» **Stated task**: Only the lines from the one containing "If you could point out the distant mountain" through the end of the entries should be returned, exactly as they are, with the pictures omitted.

□ □ □ □

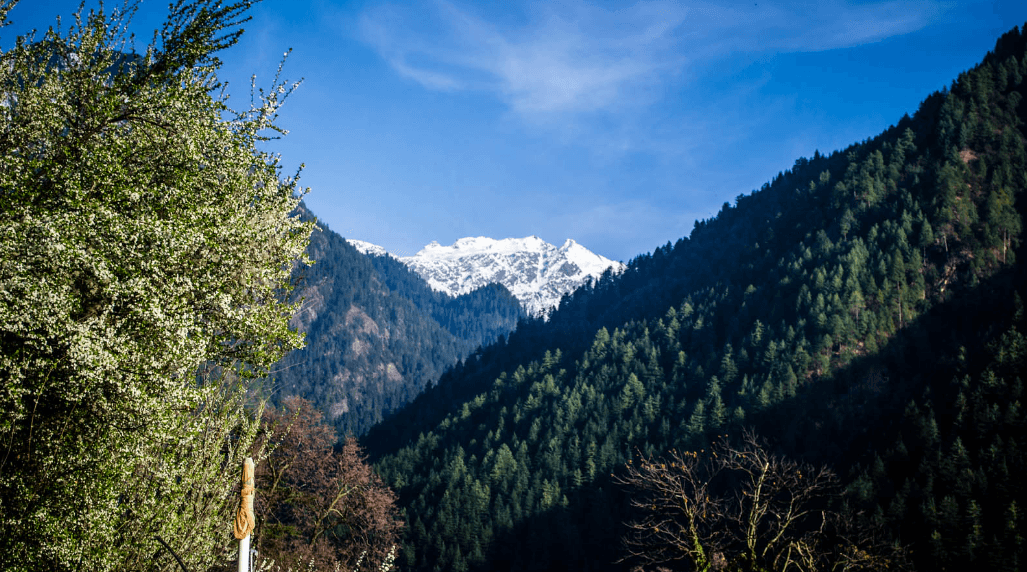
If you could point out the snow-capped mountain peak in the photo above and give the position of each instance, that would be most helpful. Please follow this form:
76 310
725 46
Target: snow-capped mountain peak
367 248
536 272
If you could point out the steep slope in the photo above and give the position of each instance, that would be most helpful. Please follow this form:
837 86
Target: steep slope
377 334
862 310
537 273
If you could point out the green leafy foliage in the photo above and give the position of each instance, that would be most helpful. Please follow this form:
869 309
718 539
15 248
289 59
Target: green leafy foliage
814 311
377 334
143 235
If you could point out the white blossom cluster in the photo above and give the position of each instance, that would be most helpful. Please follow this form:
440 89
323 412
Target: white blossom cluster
143 234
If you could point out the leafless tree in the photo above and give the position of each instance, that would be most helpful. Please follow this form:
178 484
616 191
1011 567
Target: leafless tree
316 504
744 508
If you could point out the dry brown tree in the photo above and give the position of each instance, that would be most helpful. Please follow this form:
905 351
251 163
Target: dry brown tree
744 508
316 504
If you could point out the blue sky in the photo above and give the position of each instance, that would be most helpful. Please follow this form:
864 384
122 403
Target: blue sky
614 123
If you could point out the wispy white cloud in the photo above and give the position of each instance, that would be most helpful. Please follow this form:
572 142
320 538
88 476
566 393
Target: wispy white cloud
572 58
576 59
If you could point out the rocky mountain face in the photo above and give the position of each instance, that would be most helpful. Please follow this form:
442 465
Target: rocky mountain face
536 272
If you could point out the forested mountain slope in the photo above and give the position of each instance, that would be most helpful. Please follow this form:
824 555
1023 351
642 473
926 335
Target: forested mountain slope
377 334
864 310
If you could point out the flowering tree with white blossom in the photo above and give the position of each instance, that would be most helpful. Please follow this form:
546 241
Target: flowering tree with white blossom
145 236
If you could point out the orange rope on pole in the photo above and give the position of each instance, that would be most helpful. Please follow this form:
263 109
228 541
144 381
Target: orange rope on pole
244 518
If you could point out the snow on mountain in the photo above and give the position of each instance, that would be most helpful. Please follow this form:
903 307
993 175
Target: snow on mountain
367 248
536 272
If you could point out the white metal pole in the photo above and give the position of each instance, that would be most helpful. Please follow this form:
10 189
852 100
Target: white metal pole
244 519
244 555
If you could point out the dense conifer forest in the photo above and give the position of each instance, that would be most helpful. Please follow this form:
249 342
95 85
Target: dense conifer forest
863 311
377 334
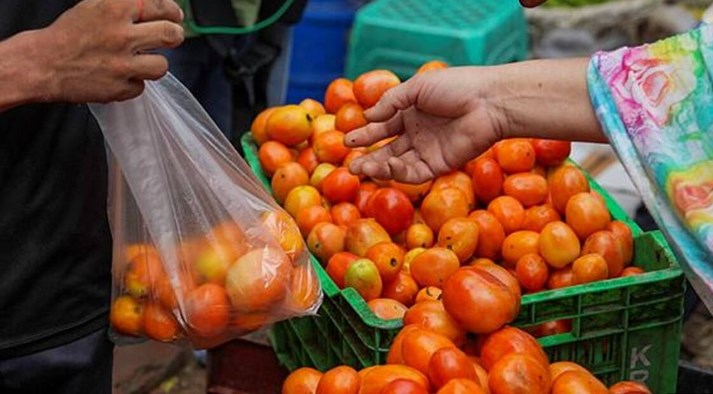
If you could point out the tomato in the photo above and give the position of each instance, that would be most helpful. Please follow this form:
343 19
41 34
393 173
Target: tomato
565 182
515 155
342 379
370 86
560 278
537 217
450 363
403 386
273 155
532 272
459 180
586 214
441 205
551 152
459 235
491 235
589 268
625 237
311 216
387 309
340 186
558 244
509 212
349 117
392 209
325 240
419 345
519 373
577 382
363 276
510 340
338 265
432 293
519 244
419 235
302 381
432 316
433 266
487 179
338 93
530 189
629 387
479 301
403 288
388 257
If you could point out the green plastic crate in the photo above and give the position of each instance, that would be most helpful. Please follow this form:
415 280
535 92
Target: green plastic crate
623 328
400 35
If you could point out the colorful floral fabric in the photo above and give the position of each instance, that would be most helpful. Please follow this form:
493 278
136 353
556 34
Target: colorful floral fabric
655 103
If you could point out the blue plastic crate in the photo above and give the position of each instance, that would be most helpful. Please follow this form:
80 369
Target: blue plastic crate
400 35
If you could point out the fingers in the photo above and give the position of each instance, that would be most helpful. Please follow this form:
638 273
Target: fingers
155 35
374 132
154 10
150 67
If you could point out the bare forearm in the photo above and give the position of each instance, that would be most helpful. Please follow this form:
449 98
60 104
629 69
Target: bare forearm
547 99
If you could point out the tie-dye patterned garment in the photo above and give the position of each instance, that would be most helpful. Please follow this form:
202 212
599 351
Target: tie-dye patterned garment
655 103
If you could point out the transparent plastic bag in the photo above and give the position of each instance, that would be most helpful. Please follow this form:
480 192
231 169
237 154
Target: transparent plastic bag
201 251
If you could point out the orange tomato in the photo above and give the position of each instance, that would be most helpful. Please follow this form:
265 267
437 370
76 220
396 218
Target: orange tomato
576 382
589 268
565 182
419 345
479 301
433 266
459 235
537 217
344 214
311 216
273 155
519 244
302 381
349 117
532 272
450 363
289 124
510 340
441 205
363 276
509 212
207 310
258 126
126 315
530 189
432 316
487 179
491 235
403 288
515 155
419 236
286 178
586 214
325 240
338 93
387 309
519 373
558 244
429 293
370 86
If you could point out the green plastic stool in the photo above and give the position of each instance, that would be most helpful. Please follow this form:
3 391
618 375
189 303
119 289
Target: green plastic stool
400 35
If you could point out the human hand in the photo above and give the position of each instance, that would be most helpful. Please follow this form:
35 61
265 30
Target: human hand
97 51
443 119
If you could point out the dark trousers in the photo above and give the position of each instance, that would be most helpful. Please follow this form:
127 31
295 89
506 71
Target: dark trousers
82 366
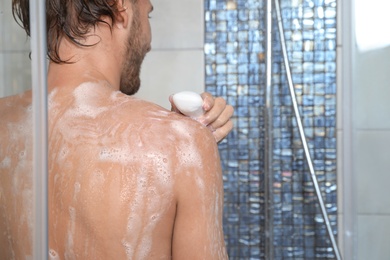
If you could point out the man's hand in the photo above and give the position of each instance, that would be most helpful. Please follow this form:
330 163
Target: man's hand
217 116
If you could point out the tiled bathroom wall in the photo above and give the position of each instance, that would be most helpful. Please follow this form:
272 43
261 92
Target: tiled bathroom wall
15 71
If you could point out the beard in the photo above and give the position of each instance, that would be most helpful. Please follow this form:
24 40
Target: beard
135 52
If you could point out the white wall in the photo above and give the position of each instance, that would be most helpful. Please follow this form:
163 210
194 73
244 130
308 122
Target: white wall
176 61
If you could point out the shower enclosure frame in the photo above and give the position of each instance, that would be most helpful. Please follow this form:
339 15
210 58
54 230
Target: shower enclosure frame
40 129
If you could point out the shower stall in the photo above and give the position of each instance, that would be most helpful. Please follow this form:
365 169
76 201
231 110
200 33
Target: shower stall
272 208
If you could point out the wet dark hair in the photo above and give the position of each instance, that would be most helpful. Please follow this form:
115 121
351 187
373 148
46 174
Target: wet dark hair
72 19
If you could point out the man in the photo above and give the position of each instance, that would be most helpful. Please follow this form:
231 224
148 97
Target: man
127 178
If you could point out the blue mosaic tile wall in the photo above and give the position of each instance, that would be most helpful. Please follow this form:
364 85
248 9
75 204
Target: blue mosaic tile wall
235 52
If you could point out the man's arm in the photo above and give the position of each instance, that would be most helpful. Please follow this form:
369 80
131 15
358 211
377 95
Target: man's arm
198 232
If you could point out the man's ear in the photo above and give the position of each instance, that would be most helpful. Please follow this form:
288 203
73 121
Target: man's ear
124 13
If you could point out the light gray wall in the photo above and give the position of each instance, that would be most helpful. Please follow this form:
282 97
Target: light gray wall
176 62
15 75
372 161
366 89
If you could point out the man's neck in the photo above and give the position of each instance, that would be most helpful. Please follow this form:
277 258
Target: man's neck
98 62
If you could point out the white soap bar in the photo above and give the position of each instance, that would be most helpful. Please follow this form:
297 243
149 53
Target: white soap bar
189 103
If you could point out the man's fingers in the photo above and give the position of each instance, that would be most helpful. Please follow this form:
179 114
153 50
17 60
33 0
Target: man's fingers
208 101
173 106
223 131
214 114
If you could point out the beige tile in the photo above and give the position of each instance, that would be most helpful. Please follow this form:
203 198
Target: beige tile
2 87
167 72
372 92
372 166
17 73
177 24
1 25
373 237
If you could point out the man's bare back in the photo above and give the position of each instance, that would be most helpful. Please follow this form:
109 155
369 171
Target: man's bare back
128 179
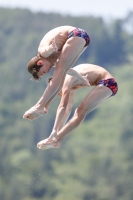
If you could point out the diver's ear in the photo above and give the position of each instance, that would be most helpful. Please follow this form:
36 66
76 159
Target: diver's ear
39 62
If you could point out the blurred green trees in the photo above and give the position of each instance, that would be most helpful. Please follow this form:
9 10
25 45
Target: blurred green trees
96 161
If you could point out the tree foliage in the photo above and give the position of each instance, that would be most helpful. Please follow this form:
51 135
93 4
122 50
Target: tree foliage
96 161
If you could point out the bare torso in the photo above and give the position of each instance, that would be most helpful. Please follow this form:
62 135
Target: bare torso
94 75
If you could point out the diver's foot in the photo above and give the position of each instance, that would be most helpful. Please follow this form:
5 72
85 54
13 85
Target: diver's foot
48 144
33 113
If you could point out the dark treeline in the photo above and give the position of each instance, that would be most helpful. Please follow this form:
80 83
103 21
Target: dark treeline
96 161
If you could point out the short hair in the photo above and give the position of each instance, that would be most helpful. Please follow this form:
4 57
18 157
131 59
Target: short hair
33 68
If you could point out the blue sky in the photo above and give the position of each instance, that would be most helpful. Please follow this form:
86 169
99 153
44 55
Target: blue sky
103 8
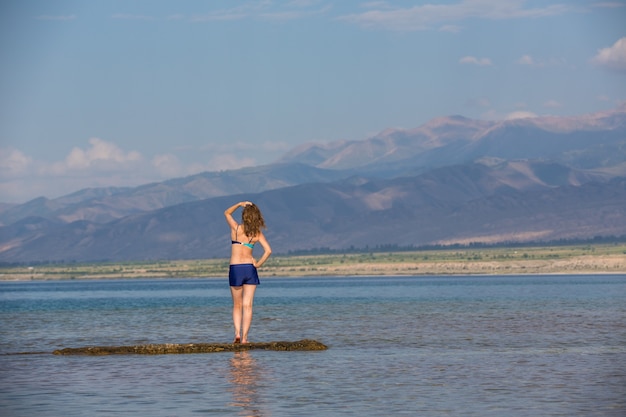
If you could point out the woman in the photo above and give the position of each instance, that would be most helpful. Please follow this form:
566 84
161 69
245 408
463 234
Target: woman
242 274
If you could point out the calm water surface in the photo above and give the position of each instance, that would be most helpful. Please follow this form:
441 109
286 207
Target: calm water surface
427 346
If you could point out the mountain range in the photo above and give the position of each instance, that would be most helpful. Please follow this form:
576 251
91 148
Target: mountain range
451 180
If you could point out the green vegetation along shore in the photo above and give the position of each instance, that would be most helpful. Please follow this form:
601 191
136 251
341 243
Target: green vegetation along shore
579 259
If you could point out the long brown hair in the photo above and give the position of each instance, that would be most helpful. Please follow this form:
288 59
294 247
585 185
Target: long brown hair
252 220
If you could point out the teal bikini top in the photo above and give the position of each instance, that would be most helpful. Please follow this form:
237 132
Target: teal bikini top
236 242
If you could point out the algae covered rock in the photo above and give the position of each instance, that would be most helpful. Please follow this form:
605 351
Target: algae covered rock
175 348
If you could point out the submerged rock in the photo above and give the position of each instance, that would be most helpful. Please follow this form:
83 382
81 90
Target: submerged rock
175 348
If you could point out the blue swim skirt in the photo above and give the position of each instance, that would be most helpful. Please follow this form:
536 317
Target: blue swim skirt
241 274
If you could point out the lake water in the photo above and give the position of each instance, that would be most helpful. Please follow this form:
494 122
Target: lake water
427 346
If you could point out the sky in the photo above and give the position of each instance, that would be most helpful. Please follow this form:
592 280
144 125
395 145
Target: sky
100 93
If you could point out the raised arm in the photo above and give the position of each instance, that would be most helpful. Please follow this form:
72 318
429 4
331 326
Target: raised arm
228 213
267 251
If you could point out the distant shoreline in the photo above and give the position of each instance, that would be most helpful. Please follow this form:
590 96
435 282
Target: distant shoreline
575 259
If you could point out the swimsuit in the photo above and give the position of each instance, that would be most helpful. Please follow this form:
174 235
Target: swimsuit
236 242
241 274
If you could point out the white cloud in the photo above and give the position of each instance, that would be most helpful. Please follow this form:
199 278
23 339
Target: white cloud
481 62
609 4
552 104
520 115
104 164
59 18
167 165
14 162
450 28
481 102
427 16
101 155
123 16
613 57
526 60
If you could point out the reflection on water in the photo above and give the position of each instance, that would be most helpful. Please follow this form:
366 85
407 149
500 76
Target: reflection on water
548 346
245 378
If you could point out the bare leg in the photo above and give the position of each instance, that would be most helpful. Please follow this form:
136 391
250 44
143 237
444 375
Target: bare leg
237 294
248 300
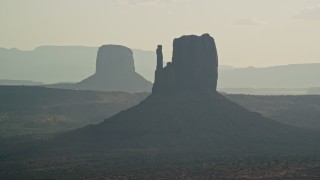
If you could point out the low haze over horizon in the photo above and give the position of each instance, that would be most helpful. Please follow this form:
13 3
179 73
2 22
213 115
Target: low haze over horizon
246 33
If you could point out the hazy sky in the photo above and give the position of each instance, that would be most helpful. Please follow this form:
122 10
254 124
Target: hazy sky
247 32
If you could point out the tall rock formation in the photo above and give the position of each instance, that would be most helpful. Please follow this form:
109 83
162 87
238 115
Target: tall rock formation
194 66
115 71
185 114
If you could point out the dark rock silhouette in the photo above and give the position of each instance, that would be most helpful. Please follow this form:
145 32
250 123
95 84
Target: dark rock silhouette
115 71
194 66
186 115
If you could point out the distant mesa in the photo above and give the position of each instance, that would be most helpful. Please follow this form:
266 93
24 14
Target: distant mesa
115 71
185 113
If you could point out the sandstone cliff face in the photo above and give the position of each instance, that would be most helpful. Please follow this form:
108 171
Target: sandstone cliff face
115 71
194 66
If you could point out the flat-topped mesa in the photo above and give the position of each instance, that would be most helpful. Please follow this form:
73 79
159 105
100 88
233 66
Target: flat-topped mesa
194 66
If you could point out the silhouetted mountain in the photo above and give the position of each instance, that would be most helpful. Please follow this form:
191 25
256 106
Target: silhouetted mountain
188 115
32 110
19 82
115 71
38 110
53 64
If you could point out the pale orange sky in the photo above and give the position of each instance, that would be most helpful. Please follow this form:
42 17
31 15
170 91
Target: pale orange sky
247 32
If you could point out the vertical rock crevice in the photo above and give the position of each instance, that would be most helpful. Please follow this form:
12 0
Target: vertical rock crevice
194 66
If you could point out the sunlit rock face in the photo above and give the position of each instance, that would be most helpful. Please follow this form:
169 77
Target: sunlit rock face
194 66
115 71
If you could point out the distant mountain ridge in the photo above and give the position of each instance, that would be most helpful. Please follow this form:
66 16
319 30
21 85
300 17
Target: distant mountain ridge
54 64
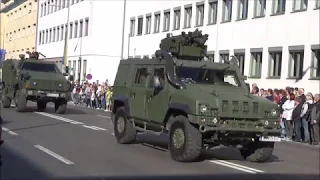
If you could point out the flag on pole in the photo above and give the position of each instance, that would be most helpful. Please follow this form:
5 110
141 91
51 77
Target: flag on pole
2 54
75 48
65 51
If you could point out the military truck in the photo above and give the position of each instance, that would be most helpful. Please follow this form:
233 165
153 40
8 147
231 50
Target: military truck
32 79
200 104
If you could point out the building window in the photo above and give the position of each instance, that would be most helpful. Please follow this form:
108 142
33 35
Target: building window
278 6
148 24
58 33
75 29
243 9
241 61
259 8
166 21
227 10
275 64
156 23
71 30
54 35
132 27
256 64
187 17
140 26
80 28
86 27
299 5
315 63
176 19
213 12
224 57
296 63
200 15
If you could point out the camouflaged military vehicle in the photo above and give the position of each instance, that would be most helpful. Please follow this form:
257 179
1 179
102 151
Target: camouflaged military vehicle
34 80
200 104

□ □ □ □

» **Answer to this task**:
If you could point out the distant mountain ridge in the photo above and give the position of each instance, that would be most helpful. Please follow this form:
66 16
319 30
21 85
300 17
Target: distant mountain ridge
54 64
If you could point out the flag on pole in the photo above and give the position of each instance, that would be most helpful. Please follow this form:
5 110
141 91
51 77
Target: flag on pole
2 54
75 48
65 51
If you could point out the military truck in the photo above and give the position of each instance, that would be most helpful. Please follow this form:
233 165
153 40
8 147
231 50
Target: military truck
32 79
200 104
If you could point out the building window in the photo above and give the position of each instance, that would be most helpful. Please follow this form:
108 142
33 35
Target: building window
278 6
148 24
58 33
75 29
243 9
241 61
259 8
166 21
227 10
275 64
156 23
71 30
54 35
132 27
256 64
187 17
140 26
80 28
86 27
299 5
315 63
176 19
213 12
224 57
296 63
200 15
If you could point out the camouflaged military vehicle in the photo above and give the position of each instance, that would be most helpful. Please follow this form:
257 179
1 179
102 151
Target: camouflaged military vehicle
34 80
200 104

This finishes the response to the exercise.